---------- TEXT PROVIDED
More on equality in Python (well, mostly Python 2.7)
There are undoubtedly some languages where if you create a new class,
instances of the class don't support equality checks at all until you
tell the language how to do this. Python is friendlier, so it gives all
classes a default idea of ordinary equality,
the equality of ==
. This default is object identity; for an
uncustomized class, 'a == b
' is the same as 'a is b
'. This is kind
of minimal but it's hard to argue that an object is not equal to itself.
(There are some situations where this is not true, or at least not desired, but we won't go there for now.)
Python has two ways of customizing equality checks, the old one and the
new one. The old one is to create a general __cmp__
method that
returns the same sort of result as the cmp()
builtin does. The new one
is to define __eq__
and __ne__
special methods, which are called
for ==
and !=
comparisons respectively. Note that you need to define
both special methods; Python will not infer one from the other and will
instead just default to object identity.
(Personally I disagree with this lack of inference. Defining __eq__
but not __ne__
is both an easy mistake to make and a great way to
shoot yourself in the foot in a far from obvious way.)
Discussions of __eq__
and __ne__
generally lump them in with
the other comparison special methods (this happens even in the official
documentation) and some also imply that you should implement all of
these special methods if you have any. In my opinion this is a mistake;
there are plenty of situations where equality and inequality between
entities is well defined but you do not necessarily have an order (or
at least any order that you make up will be either arbitrary or very
complex or both). For a concrete example, consider sets. Equality and
inequality of sets is clear and obvious (it's whether they contain the
same elements), but what does it mean to compare two unrelated sets to
see if one is greater than or less than than the other? And how often
are such comparisons going to actually be useful?
--------------------
- **EXERCISE TASK A**
Pick out every line of the entries that contains the word "green".
The entries have no connection to the Python equality text.
---------- INPUT RECORDS
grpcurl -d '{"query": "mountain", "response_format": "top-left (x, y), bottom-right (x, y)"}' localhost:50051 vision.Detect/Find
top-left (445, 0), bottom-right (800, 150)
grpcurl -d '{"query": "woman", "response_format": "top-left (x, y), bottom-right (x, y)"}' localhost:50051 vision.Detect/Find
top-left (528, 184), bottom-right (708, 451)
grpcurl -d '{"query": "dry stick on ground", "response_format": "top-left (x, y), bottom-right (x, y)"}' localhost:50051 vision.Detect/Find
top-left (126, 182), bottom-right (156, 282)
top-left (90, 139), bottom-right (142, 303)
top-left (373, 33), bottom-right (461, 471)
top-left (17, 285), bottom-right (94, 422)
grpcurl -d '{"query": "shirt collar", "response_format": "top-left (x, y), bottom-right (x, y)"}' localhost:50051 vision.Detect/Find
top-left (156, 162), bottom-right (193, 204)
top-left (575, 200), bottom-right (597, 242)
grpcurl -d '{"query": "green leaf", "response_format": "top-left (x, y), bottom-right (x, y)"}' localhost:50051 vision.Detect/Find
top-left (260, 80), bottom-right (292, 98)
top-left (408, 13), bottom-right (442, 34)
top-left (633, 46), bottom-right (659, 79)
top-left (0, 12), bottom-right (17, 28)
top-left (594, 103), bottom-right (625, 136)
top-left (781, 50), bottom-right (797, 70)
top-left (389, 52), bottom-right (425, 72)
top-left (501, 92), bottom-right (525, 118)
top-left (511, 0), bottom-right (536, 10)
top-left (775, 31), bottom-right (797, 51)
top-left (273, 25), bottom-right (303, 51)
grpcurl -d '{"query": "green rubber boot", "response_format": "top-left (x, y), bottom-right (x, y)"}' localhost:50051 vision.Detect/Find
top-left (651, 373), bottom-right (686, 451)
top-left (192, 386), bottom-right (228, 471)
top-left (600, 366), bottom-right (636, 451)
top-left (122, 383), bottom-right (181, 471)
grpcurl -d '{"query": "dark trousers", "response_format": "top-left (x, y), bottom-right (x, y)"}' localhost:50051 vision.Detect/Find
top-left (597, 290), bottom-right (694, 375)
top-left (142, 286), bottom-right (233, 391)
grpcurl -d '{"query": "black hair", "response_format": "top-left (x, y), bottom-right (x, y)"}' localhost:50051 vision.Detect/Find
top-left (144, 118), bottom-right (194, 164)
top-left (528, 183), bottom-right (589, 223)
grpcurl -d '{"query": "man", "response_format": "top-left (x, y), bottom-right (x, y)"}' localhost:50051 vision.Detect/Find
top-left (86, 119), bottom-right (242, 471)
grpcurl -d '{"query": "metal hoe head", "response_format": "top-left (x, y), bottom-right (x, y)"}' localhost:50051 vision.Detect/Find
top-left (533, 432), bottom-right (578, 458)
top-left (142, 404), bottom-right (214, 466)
--------------------
- **EXERCISE TASK B**
Write out, word for word, the part of the Python equality text from "builtin does. The" up to and including "from obvious way.)".

- **EXPECTED ANSWER A**
grpcurl -d '{"query": "green leaf", "response_format": "top-left (x, y), bottom-right (x, y)"}' localhost:50051 vision.Detect/Find
grpcurl -d '{"query": "green rubber boot", "response_format": "top-left (x, y), bottom-right (x, y)"}' localhost:50051 vision.Detect/Find

- **EXPECTED ANSWER B**
builtin does. The new one
is to define __eq__
and __ne__
special methods, which are called
for ==
and !=
comparisons respectively. Note that you need to define
both special methods; Python will not infer one from the other and will
instead just default to object identity.
(Personally I disagree with this lack of inference. Defining __eq__
but not __ne__
is both an easy mistake to make and a great way to
shoot yourself in the foot in a far from obvious way.)